Introduction to Llano
When AMD acquired ATI in 2006, the goal was a unification of microprocessors, graphics and chipsets to produce a company that could truly offer a complete platform. It took roughly 5 years for the first products to integrate the CPU and GPU together, which AMD billed as Fusion.
AMD’s Fusion is a flexible architecture that has two incarnations currently. In January 2011, AMD released Zacate – which aims for low power, rather than high performance. The low-power Bobcat CPU is integrated with a low-end DX11 GPU on TSMC’s 40nm process. The resulting chips range from 9-18W and are suitable for low-end or power sensitive notebooks, netbooks and desktops. Ostensibly there are 6W versions in the near future for tablets, but the power consumption seems too high especially given that a separate I/O hub is required – but tablets based on a 28nm shrink seem eminently reasonable.
Llano is AMD’s performance oriented Fusion microprocessor – intended for the mainstream notebook and desktop market. The chip (shown in Figure 1) is 228mm2 and fabricated in Global Foundries 32nm SOI high-k/metal gate process, which uses a gate first technique. It is the first time that AMD has implemented a PC graphics processor in SOI, which is a fairly substantial change from the traditional ASIC-oriented TSMC bulk process. AMD’s architects chose to rely on older and proven components that could be smoothly migrated to the 32nm process with minimal risk. The real emphasis was on the integration of these components – the programming model, overall system architecture and power consumption.
-=-=-=-=-
• Brief 1:
Transcribe the passage of the Llano introduction starting at "Introduction to Llano" and ending at "seem eminently reasonable.".
• Brief 2:
Condense the paragraph of the Llano introduction that begins "AMD’s Fusion is a flexible architecture" into a short bulleted list that keeps its main facts.
• Brief 3:
Resume the introduction to AMD's Llano chip from the point where it stops.

• Given information:
-=-=-=-=-
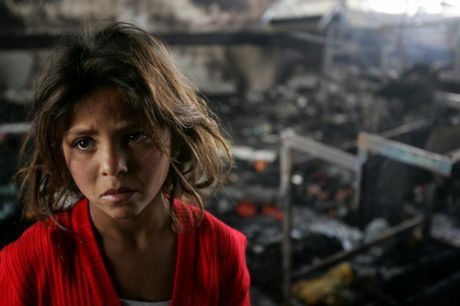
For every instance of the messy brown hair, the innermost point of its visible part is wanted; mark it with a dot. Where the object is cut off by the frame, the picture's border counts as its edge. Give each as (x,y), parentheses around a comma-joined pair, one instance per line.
(123,56)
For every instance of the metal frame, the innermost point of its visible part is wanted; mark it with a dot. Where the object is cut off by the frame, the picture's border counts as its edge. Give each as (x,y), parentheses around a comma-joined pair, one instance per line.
(290,141)
(367,144)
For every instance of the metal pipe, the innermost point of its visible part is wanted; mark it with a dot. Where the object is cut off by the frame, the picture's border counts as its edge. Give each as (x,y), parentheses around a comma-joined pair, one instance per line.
(285,171)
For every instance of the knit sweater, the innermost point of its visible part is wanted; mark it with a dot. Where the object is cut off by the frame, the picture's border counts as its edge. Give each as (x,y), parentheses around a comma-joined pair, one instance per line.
(50,266)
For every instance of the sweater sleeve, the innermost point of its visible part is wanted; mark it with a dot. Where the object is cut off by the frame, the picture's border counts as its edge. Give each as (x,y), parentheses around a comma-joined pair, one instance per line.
(10,294)
(235,280)
(20,268)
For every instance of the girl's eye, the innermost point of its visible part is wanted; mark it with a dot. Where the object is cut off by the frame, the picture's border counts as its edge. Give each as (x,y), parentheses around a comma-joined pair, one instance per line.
(136,137)
(84,144)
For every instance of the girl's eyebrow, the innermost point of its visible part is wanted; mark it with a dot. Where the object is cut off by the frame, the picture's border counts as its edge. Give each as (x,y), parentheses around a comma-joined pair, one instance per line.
(92,131)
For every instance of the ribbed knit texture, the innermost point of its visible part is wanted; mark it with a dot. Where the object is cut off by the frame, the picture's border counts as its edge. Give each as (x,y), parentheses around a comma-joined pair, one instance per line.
(48,266)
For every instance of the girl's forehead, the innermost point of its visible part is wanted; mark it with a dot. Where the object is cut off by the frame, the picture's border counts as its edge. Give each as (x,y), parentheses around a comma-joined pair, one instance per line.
(108,103)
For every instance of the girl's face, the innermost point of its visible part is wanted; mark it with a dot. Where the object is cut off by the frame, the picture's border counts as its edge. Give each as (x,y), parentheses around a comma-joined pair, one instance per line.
(112,158)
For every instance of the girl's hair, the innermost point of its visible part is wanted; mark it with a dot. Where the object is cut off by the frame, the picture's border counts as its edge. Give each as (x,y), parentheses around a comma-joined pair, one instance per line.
(125,57)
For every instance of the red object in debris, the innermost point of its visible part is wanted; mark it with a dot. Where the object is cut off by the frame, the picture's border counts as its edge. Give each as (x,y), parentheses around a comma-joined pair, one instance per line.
(260,165)
(273,211)
(246,209)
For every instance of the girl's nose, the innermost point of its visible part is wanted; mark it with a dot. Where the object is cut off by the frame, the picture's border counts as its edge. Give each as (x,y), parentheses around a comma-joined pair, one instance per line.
(113,161)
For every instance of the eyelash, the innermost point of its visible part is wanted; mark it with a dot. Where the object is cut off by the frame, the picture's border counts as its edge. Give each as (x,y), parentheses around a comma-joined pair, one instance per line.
(136,137)
(78,142)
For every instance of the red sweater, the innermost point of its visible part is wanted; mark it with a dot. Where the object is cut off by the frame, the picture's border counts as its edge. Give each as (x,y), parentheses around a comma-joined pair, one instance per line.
(49,266)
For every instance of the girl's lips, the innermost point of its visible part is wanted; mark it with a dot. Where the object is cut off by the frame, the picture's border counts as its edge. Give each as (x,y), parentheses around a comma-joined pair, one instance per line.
(118,196)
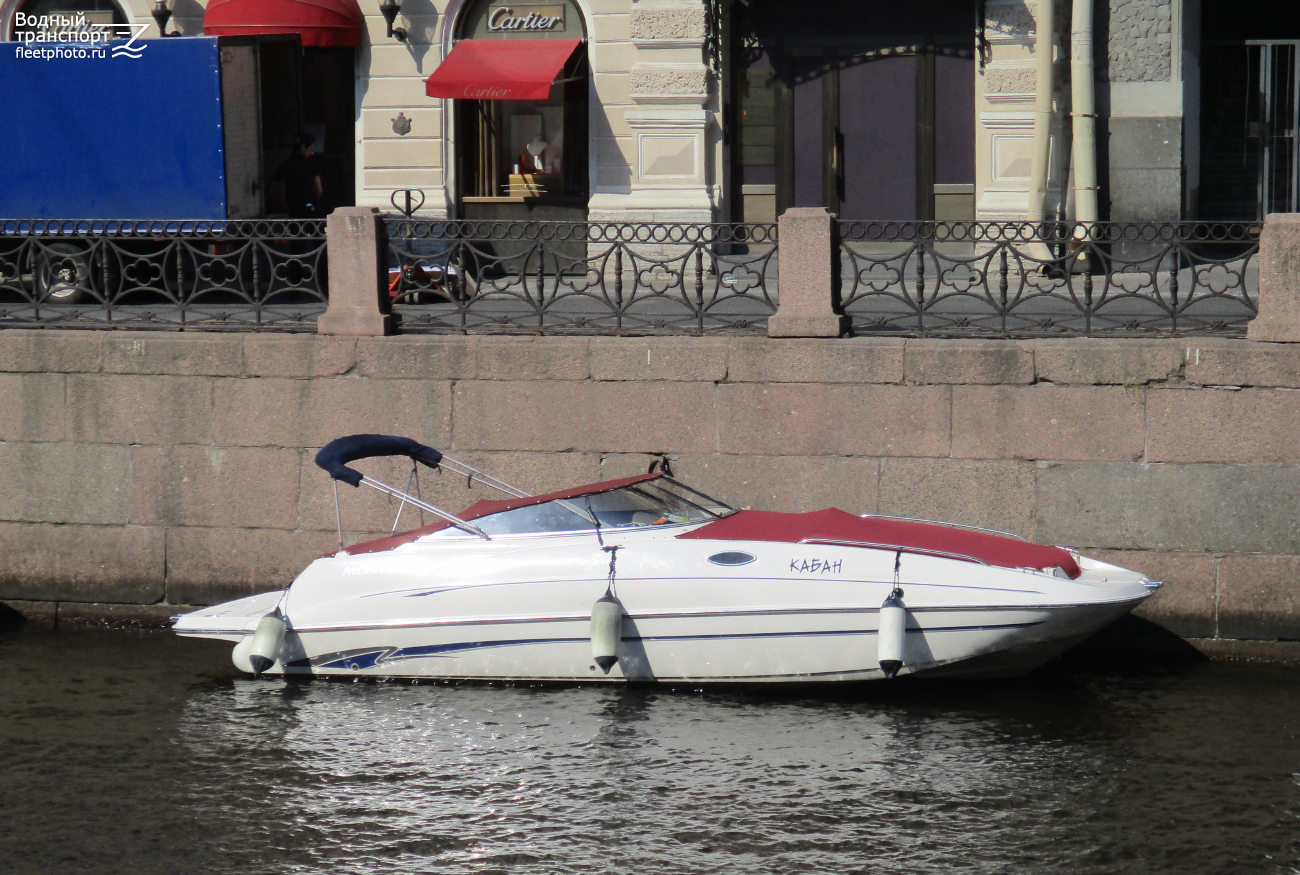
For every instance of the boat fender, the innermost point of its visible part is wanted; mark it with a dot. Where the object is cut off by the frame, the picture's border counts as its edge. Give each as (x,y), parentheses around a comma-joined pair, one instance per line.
(267,642)
(606,631)
(893,628)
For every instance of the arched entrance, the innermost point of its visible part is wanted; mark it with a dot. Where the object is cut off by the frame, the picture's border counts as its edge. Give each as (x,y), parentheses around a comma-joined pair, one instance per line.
(520,159)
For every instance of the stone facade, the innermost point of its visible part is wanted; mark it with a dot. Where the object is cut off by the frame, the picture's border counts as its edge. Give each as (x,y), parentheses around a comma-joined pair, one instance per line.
(1140,44)
(152,470)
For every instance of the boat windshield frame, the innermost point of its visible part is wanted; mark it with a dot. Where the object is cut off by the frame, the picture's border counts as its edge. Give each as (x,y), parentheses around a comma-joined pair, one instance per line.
(671,505)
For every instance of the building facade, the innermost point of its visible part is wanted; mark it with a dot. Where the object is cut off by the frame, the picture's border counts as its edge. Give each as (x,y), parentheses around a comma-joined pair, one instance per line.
(736,109)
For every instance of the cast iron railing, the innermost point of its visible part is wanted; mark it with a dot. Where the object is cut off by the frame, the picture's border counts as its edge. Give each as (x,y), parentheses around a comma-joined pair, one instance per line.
(252,274)
(1017,278)
(581,277)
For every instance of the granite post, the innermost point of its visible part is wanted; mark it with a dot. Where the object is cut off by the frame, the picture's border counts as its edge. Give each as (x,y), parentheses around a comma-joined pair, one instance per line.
(359,302)
(1279,281)
(807,299)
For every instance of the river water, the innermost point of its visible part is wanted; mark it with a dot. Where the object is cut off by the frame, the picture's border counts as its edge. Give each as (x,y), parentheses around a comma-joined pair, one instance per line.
(141,753)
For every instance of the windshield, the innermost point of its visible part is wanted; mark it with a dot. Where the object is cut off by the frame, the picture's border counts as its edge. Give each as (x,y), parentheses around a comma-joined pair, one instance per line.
(658,502)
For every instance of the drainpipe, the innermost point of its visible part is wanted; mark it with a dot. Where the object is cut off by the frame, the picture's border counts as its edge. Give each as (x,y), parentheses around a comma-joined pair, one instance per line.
(1044,27)
(1083,113)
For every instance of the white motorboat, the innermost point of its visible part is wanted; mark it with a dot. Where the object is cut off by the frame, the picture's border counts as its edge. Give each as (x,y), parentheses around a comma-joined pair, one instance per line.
(645,579)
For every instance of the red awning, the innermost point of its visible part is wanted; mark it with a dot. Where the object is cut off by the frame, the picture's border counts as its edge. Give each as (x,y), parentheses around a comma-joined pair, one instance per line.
(319,22)
(501,69)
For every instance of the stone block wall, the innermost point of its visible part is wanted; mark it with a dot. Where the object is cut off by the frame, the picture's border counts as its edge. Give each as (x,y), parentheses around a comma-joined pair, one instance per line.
(146,471)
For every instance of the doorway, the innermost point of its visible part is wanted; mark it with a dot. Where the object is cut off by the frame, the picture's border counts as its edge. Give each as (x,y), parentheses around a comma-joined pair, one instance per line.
(863,108)
(1251,109)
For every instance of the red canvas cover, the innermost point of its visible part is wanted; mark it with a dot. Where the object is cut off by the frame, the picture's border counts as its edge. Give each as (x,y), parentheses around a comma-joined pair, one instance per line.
(486,507)
(835,524)
(319,22)
(501,69)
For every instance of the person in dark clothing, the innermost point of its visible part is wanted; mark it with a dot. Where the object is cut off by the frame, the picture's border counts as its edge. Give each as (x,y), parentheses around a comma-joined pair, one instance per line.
(302,180)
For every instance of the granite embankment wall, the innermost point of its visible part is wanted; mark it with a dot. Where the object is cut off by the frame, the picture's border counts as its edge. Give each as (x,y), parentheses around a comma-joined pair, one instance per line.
(147,471)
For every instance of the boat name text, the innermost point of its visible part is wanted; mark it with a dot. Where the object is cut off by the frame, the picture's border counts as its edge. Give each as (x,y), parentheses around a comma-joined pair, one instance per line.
(817,566)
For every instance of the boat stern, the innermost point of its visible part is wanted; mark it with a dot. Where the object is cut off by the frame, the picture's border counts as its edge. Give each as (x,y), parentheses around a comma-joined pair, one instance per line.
(229,620)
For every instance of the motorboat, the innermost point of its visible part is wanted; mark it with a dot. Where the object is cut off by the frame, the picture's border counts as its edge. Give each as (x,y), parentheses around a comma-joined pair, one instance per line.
(648,580)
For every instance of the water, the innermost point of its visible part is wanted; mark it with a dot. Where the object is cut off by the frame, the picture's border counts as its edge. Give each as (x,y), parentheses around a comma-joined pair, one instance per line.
(148,754)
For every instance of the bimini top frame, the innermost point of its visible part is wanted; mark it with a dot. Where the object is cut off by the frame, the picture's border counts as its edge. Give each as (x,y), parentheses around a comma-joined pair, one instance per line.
(336,455)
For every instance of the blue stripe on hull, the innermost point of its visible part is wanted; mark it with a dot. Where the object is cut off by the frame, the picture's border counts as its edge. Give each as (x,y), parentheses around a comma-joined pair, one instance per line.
(371,657)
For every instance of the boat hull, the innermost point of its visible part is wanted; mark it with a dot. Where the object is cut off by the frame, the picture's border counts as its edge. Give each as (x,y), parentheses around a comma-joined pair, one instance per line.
(796,614)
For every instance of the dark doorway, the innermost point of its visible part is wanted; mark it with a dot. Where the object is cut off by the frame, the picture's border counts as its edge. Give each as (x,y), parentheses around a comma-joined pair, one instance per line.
(1249,109)
(273,90)
(865,108)
(498,174)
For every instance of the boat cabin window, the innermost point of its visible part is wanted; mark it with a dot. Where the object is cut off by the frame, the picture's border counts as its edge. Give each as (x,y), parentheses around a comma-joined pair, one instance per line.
(659,502)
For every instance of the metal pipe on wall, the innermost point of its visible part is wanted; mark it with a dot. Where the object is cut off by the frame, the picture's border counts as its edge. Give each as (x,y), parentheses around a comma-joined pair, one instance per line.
(1043,43)
(1083,112)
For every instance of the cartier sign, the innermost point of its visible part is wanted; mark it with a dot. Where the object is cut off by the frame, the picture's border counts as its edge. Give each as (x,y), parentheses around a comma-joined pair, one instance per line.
(506,18)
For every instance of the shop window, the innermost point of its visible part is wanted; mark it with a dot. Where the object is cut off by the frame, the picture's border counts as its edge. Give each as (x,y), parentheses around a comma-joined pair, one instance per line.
(531,152)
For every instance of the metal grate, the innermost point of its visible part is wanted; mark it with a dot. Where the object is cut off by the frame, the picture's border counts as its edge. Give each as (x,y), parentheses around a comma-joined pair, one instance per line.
(180,274)
(581,277)
(1015,278)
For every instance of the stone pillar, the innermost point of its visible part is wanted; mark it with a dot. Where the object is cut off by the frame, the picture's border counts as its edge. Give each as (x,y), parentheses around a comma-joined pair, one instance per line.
(807,298)
(359,302)
(1279,281)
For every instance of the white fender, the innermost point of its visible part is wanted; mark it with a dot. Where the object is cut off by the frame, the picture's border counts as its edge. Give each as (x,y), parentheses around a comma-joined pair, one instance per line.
(267,642)
(606,631)
(893,629)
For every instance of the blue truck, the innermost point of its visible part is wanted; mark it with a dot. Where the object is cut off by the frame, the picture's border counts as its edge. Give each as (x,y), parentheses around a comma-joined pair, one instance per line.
(183,128)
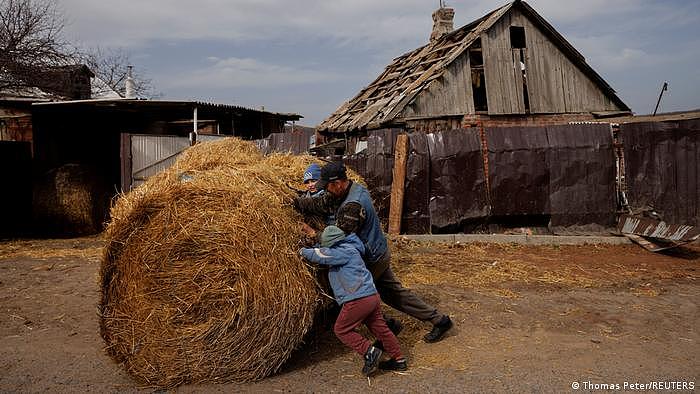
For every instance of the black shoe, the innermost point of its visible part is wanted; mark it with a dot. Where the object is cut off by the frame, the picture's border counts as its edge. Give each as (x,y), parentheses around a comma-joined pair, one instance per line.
(372,357)
(393,365)
(395,327)
(438,330)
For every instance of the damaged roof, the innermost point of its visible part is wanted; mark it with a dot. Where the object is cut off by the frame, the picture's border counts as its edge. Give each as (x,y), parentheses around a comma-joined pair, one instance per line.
(378,104)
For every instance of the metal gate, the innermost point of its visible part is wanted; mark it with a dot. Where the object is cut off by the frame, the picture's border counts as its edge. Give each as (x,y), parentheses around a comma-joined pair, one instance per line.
(145,155)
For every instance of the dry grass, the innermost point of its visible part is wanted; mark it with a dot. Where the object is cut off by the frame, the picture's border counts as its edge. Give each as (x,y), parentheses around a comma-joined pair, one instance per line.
(49,250)
(201,280)
(488,268)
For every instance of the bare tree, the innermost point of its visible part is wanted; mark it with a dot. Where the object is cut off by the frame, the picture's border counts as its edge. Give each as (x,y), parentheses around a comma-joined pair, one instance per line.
(31,42)
(33,52)
(111,66)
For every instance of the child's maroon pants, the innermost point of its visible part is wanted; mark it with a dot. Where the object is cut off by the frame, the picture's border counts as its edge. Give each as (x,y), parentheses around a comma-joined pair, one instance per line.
(365,310)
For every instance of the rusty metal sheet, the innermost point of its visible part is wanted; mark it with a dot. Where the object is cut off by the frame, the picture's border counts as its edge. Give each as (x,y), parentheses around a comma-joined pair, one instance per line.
(416,212)
(662,168)
(581,164)
(458,190)
(518,172)
(376,164)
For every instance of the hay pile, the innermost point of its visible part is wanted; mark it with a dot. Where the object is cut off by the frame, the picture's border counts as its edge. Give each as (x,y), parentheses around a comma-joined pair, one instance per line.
(201,280)
(70,201)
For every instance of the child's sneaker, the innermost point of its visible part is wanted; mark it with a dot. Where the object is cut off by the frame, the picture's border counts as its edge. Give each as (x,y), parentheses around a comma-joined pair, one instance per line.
(372,357)
(394,365)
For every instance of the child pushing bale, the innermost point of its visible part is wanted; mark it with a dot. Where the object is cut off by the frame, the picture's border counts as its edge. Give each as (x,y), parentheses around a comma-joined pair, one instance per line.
(201,280)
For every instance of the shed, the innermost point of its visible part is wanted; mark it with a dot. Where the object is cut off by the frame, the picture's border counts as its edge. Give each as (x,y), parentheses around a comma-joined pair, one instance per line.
(82,150)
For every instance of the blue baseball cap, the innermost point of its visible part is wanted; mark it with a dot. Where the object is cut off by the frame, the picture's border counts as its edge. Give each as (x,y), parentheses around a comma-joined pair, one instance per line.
(331,172)
(312,173)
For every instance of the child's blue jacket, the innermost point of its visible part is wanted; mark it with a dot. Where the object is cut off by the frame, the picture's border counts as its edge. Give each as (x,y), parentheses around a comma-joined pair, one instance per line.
(348,275)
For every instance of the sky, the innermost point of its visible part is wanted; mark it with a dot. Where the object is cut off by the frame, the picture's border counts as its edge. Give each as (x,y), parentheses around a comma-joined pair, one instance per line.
(310,56)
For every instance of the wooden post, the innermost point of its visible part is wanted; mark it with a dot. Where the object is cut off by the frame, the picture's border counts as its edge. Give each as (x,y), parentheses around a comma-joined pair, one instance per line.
(397,184)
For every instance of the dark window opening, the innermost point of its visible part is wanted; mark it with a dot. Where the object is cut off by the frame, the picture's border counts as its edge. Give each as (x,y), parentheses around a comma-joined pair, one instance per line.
(526,97)
(517,37)
(476,59)
(479,90)
(476,63)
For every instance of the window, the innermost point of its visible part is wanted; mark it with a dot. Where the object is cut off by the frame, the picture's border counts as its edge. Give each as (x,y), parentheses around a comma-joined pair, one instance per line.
-=-=-=-=-
• Output 1:
Introduction to Llano
When AMD acquired ATI in 2006, the goal was a unification of microprocessors, graphics and chipsets to produce a company that could truly offer a complete platform. It took roughly 5 years for the first products to integrate the CPU and GPU together, which AMD billed as Fusion.
AMD’s Fusion is a flexible architecture that has two incarnations currently. In January 2011, AMD released Zacate – which aims for low power, rather than high performance. The low-power Bobcat CPU is integrated with a low-end DX11 GPU on TSMC’s 40nm process. The resulting chips range from 9-18W and are suitable for low-end or power sensitive notebooks, netbooks and desktops. Ostensibly there are 6W versions in the near future for tablets, but the power consumption seems too high especially given that a separate I/O hub is required – but tablets based on a 28nm shrink seem eminently reasonable.

• Output 2:
- AMD's Fusion architecture currently has two incarnations.
- Zacate, released in January 2011, aims for low power rather than high performance.
- Zacate integrates the low-power Bobcat CPU with a low-end DX11 GPU on TSMC's 40nm process.
- The resulting chips range from 9 to 18W and suit low-end or power-sensitive notebooks, netbooks and desktops.
- 6W tablet versions are ostensibly coming soon, but their power consumption seems too high, especially because a separate I/O hub is required.
- Tablets based on a 28nm shrink seem eminently reasonable.

• Output 3:
Figure 1 – Llano Die Photo
Notebook versions of Llano were launched as the Fusion A-series in June of 2011. Rumors suggest that yield problems with the gate first manufacturing process at Global Foundries delayed products by 3 months or more, which would also explain why there are also no desktop variants of Llano currently available. Notebooks are by far the more lucrative and important market. This article describes the Llano microprocessor, first discussing the key components, then AMD’s Fusion architecture for CPU/GPU integration and last the results for Llano products and expected future evolution.
Llano is a quad-core microprocessor that retains the Family 10h microarchitecture (which includes Barcelona, Shanghai, Istanbul and Magny-Cours). There are nearly a half dozen minor tweaks to improve performance that cumulatively add about 6% to IPC, according to AMD architects. However, major changes such as AVX support, will have to wait for Bulldozer though.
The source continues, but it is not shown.